■ Extract:
----

From Emergency to Emergent Leader

women navigating a maze on a beach

What was the date it hit you? When did you realize the coronavirus was the real deal? That this wasn’t a dress rehearsal. Or fake news.

I can tell you mine. It was the week of March 9. The isolation order hadn’t been given yet. I was downtown and went into the Eaton Centre to grab a coffee. Aside from me, a security guard and a Purell station between us, it was a ghost town.

The next clue came in a client call. We were talking about how things might unfold and in the next breath, my client shared half of the staff would be laid off the following week. I let that rest for a minute.

In the days leading up to self-isolation, my father-in-law, John Parker, passed away and we have yet to hold his memorial service. We don’t know when we will be able to have it.

Like you, my gradual acceptance of the pandemic went from the superficial to the pragmatic to the very personal. The last sixteen weeks has taken us from a world we knew to the land of unknown unknowns. It feels like we’ve been in a crazy maze in one of Canada’s vast corn fields.

Emerging out of the maze

Once in it, I asked myself, how are we going to get out of this one? A word struck me: emergence. Defined, emergence is the process of coming into view after being concealed. All of us have been in concealment, and we’re now about to emerge. If you’ve ever visited a maze, two things basically happen. The first is an uncanny knack to make fast, incorrect decisions. We hit blind alleys and dead ends. We make mistakes. But we learn from them, becoming more adept as we go. The second is become frustrated trying to find our way out. Panic and anxiety go hand-in-hand with isolation. When you’re in a maze you need to hit pause. Taking a minute to think about your next move and calming yourself are two helpful skills in today’s muddle.

The pandemic has forced us to hit pause. It’s funny isn’t it, when you push pause on your computer, everything stops. But when you push pause on people, that’s when things start. COVID-19 has given us a moment to hit refresh; to reimagine the kind of world we want to live in. As we begin to approach the exit to the maze, emergence leaders will be focusing on five key areas. These are the new competencies leaders will want to pay attention to.

Five Emergence Leader Behaviours

First master the art of pausing. Ironically, at a time demanding immediate action, pausing actually helps you speed things up. Think of your leadership as a lens constantly zooming in and zooming out (pun intended). Scanning for intelligence and perspective before you make the next big decision will help wide your options. Take a moment to reach inside – and outside – your organization, share and compare notes.

Second, become a compression expert. Experts are calling for leaders to be marathoners and sprinters. I disagree. This is the Decathlon. Concurrently, we need to jump over the high bar, throw a javelin and the run hurdles. Take compression in decision making, for example, where now 75% agreement = 100% alignment.

We’ve done a great job flattening the COVID-19 curve. More work is needed to raise the trust curve. Stories abound of executives questioning whether people are “really working” from home. In a Business Traveller survey, they found people are working two more hours a day! This third area sees leaders flipping the trust paradigm on its head. Don’t make people earn your trust, grant it. Give people flexibility to perform on their own terms – and they will.

The fourth behaviour is to embody prag-manity. What do I mean by this? Hard choices await us. We need to expedite our decisions with humanity. Use scenario planning as an antidote to navigate the pragmatic and the humane. Be prepared to be wrong and have alternate paths to explore.

The last quality is to guard your organization’s future. Leaders are become learning chameleons. I just spoke with a CEO who is learning six new skills to adapt to these times. Leaders are also championing culture to protect their brand. Take Mary Barra, CEO of General Motors, for example, who recently sent out personalized letters to every employee, along with masks and their “back to work” plan.

Whatever maze you find yourself in, ask yourself: are you an emergency or an emergent leader? Adapt and integrate these behaviours to better prepare for the days ahead. Don’t worry about making mistakes – just learn from them. Don’t panic – just pick up an online course in javelin throwing, With a little help, you’ll be surprised how fast and how far you’ll be able to throw it.

----

■ What is being asked:
Translate this sentence from the piece on emergent leadership into Spanish: "The pandemic has forced us to hit pause."

■ Referring expression data:
----

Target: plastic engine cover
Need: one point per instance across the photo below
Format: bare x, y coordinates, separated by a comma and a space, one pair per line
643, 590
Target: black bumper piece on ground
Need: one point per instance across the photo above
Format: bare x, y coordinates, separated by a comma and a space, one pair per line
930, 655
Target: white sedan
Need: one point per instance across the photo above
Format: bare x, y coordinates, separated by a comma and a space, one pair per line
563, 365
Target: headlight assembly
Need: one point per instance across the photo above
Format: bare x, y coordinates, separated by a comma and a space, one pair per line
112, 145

----

■ Finished task:
La pandemia nos ha obligado a hacer una pausa.